Please show each line of the records below that contains the string "Target". Case counts.
### Supplied information
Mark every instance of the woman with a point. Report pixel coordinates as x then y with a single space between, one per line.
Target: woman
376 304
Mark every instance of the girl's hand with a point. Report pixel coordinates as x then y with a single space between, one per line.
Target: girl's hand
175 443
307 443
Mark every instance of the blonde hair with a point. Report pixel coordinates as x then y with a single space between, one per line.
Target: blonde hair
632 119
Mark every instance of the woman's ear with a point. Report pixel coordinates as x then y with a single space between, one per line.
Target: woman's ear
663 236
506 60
######
### Supplied information
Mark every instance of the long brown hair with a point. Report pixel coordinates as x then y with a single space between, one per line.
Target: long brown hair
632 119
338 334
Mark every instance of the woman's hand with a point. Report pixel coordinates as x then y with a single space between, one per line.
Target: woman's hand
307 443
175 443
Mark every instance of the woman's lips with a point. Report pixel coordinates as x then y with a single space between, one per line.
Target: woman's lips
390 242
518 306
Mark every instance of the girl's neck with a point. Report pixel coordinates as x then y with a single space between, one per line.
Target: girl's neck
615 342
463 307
######
▶ **Output**:
Target: woman
Target: girl's hand
Target: blonde hair
Target: woman's ear
Target: long brown hair
Target: woman's hand
Target: woman's lips
Target: girl's neck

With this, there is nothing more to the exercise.